_Natural-language object grounding data_
—————

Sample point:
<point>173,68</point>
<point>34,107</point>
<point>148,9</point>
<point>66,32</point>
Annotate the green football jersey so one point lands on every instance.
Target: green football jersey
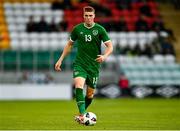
<point>88,40</point>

—————

An exact copy of the records above is required, leaving out the pictures.

_OUTPUT BELOW_
Sample point:
<point>173,68</point>
<point>34,107</point>
<point>148,9</point>
<point>66,32</point>
Annotate the green football jersey so one point lands on every instance.
Target: green football jersey
<point>88,40</point>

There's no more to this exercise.